▶ [WHAT IS BEING ASKED] Copy every line of the data below word for word, without changing anything.

Entries drawn from a collection:
··········

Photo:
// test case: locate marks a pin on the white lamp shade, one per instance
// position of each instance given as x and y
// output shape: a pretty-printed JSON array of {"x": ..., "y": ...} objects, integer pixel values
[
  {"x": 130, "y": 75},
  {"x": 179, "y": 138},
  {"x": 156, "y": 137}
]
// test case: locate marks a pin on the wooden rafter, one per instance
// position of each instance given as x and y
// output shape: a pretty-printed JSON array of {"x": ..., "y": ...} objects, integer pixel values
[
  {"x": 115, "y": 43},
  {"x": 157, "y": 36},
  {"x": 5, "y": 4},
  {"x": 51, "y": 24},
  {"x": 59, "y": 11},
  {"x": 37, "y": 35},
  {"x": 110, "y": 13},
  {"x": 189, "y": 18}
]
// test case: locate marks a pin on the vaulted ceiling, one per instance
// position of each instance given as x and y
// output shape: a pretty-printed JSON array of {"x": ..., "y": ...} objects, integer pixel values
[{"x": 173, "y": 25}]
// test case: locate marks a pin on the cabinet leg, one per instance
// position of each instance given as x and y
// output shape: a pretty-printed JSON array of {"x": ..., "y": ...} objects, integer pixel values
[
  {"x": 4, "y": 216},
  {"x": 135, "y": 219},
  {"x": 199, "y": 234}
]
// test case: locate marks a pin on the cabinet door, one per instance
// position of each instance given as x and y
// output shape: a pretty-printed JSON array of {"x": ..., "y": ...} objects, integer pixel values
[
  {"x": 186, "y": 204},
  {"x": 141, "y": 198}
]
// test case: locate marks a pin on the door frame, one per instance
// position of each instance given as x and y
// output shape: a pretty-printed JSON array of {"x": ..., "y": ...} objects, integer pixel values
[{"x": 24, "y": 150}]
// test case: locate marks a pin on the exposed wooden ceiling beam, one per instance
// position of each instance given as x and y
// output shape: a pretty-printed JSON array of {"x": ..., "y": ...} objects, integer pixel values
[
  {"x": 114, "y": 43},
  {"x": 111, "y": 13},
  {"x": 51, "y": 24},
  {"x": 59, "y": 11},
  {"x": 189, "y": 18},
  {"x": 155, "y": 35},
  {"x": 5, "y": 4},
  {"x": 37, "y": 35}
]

··········

▶ [REPLY]
Photo:
// test case: locate marks a pin on the white lamp shade, one per instance
// position of each instance given as x and y
// output shape: a pretty-printed JSON array of {"x": ..., "y": ...} objects, integer pixel values
[
  {"x": 130, "y": 75},
  {"x": 179, "y": 138},
  {"x": 156, "y": 137}
]
// test case: locate marks a pin on the wooden rafter, one per instance
// position of each instance given as x and y
// output shape: a pretty-printed JSON array of {"x": ..., "y": ...} objects, integer pixel values
[
  {"x": 115, "y": 43},
  {"x": 157, "y": 36},
  {"x": 5, "y": 4},
  {"x": 51, "y": 24},
  {"x": 59, "y": 11},
  {"x": 37, "y": 35},
  {"x": 110, "y": 13},
  {"x": 189, "y": 18}
]
// test case: locate marks a pin on the vaulted ceiling, one per instance
// position of each instance given as x and y
// output shape: a pretty-printed JSON array of {"x": ..., "y": ...} objects, integer pixel values
[{"x": 173, "y": 25}]
// test case: locate marks a pin on the cabinet leg, one per instance
// position of each instance given as x and y
// output shape: a pretty-printed JSON array of {"x": ..., "y": ...} objects, integer pixel values
[
  {"x": 4, "y": 216},
  {"x": 135, "y": 219},
  {"x": 199, "y": 234}
]
// test case: locate marks a pin on the cabinet door, one per instance
// position of each instance given as x and y
// output shape: a pretty-printed JSON array of {"x": ..., "y": ...} objects, integer pixel values
[
  {"x": 186, "y": 204},
  {"x": 141, "y": 198}
]
// test case: locate marks a pin on the door frame, one per instance
// position of each instance given as x and y
// output shape: a pretty-printed JSON array of {"x": ..., "y": ...} objects, integer pixel values
[{"x": 24, "y": 150}]
// test case: locate marks a pin on the exposed wooden ceiling beam, one per instance
// position of each instance given as x and y
// output shape: a pretty-printed JSON array of {"x": ..., "y": ...} objects, integer pixel values
[
  {"x": 114, "y": 43},
  {"x": 111, "y": 13},
  {"x": 51, "y": 24},
  {"x": 59, "y": 11},
  {"x": 189, "y": 18},
  {"x": 155, "y": 35},
  {"x": 5, "y": 4},
  {"x": 37, "y": 35}
]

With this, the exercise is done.